| ASSIGNMENT |
Please find the lines in the following records that hold "race", and copy them.

== SUPPLIED INFORMATION ==

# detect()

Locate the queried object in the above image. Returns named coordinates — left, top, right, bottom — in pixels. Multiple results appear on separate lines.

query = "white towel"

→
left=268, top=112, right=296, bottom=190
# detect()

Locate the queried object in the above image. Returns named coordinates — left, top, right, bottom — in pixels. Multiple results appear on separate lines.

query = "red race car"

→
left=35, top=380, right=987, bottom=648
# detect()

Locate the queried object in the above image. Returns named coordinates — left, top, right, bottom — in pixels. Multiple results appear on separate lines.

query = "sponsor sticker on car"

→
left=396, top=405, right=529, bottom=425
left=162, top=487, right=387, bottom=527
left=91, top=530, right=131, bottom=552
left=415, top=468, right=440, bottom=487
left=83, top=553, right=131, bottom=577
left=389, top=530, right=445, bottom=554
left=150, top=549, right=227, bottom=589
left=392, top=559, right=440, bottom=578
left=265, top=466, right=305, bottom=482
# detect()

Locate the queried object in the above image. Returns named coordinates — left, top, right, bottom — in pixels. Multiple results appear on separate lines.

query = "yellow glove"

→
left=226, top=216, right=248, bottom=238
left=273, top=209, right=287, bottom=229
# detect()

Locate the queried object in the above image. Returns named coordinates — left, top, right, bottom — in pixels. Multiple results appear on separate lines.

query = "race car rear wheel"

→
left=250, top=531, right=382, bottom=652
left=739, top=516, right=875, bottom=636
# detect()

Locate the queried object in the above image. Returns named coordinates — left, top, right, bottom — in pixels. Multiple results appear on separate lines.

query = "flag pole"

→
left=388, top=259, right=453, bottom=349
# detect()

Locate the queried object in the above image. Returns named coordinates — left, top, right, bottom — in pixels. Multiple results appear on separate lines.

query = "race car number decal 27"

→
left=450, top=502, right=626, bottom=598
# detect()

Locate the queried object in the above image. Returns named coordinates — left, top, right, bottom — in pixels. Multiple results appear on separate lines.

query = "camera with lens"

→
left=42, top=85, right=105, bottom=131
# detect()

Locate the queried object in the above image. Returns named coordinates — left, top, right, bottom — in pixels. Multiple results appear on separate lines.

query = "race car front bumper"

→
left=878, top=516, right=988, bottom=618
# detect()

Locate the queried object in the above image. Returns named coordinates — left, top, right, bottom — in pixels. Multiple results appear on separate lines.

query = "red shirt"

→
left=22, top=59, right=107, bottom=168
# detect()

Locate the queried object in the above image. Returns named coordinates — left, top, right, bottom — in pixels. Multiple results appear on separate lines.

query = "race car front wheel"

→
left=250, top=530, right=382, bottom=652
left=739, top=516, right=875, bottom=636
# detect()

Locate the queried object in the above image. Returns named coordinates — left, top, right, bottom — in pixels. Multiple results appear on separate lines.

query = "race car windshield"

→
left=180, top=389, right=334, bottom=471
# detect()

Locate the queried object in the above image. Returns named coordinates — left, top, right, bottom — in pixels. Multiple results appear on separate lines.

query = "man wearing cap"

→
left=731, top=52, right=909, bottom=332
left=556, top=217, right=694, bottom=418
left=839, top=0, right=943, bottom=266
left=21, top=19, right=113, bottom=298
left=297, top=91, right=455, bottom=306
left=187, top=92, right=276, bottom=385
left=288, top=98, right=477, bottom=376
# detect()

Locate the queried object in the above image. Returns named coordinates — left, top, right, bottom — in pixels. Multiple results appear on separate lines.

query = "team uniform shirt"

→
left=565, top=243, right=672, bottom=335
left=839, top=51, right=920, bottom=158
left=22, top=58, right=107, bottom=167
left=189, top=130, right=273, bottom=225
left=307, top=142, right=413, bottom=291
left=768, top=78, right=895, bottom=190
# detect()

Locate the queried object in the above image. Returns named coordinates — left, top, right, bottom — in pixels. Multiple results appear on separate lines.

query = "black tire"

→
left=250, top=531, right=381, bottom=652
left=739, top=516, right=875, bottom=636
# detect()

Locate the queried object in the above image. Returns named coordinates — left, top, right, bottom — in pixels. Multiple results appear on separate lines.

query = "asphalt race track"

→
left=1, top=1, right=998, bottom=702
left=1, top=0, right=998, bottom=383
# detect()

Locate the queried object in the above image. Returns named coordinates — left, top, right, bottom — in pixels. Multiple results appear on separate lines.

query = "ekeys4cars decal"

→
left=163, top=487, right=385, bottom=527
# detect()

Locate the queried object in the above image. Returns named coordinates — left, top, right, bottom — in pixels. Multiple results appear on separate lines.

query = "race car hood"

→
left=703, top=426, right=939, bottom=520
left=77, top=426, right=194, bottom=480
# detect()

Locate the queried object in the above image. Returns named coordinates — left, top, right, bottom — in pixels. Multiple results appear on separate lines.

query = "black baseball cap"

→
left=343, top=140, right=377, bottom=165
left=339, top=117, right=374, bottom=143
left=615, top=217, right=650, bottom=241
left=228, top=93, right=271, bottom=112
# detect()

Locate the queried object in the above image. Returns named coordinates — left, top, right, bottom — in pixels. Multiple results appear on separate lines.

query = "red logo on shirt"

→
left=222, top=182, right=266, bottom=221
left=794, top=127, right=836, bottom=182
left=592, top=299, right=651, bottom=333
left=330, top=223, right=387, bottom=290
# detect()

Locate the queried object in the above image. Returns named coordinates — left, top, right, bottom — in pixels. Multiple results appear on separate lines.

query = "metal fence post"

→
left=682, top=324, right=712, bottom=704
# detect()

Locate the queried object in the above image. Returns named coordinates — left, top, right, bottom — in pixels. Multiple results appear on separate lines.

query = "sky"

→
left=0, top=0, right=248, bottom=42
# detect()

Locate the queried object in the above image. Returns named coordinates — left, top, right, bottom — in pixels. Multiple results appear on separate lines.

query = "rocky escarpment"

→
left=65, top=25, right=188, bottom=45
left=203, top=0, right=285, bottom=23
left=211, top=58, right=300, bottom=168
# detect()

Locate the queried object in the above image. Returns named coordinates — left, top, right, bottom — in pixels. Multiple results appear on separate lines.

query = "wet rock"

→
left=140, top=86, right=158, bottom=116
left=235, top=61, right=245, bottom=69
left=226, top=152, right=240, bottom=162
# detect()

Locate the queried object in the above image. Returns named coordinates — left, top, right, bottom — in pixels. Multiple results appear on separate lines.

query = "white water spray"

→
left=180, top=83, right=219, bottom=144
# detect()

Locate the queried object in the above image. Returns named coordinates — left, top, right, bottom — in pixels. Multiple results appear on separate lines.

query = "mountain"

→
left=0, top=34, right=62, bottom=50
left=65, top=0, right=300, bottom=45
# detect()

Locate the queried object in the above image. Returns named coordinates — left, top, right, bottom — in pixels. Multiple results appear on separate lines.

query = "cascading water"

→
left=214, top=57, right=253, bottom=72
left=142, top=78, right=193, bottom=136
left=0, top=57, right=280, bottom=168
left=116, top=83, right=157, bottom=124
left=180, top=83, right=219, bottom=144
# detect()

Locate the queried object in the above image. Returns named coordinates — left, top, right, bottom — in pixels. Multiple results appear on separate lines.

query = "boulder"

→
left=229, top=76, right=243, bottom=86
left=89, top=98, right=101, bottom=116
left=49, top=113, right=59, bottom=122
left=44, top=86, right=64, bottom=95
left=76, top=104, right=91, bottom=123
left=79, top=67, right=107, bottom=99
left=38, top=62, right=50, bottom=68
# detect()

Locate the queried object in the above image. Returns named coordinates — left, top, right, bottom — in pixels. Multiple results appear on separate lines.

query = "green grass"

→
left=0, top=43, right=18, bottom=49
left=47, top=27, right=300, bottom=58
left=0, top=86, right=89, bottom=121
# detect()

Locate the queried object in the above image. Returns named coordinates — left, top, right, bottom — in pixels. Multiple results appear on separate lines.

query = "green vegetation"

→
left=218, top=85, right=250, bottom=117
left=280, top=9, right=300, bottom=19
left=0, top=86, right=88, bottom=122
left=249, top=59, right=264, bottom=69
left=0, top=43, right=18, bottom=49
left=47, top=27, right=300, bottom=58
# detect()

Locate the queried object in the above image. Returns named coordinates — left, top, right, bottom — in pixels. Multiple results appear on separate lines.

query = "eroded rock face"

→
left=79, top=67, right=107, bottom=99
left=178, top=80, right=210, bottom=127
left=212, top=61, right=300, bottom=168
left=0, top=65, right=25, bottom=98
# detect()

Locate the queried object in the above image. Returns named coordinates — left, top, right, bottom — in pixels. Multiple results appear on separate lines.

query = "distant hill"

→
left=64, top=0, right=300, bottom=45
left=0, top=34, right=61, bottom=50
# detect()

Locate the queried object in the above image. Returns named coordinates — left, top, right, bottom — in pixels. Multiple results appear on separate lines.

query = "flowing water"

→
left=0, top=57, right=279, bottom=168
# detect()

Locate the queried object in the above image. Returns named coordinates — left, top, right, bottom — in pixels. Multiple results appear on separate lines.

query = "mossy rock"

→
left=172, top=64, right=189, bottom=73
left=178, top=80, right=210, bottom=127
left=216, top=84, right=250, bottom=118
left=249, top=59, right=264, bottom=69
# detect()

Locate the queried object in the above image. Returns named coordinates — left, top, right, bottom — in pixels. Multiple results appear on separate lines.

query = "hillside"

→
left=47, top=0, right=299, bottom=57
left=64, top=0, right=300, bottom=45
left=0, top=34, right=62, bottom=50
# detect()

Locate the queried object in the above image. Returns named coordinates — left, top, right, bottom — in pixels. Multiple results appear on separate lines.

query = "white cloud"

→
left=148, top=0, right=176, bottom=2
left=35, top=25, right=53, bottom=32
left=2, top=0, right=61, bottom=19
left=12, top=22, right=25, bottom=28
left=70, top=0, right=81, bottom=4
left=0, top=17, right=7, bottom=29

===

| SOLUTION TO THIS EXERCISE |
query = "red race car"
query = "race car rear wheel"
query = "race car number decal 27"
query = "race car front bumper"
query = "race car front wheel"
query = "race car windshield"
query = "asphalt race track"
query = "race car hood"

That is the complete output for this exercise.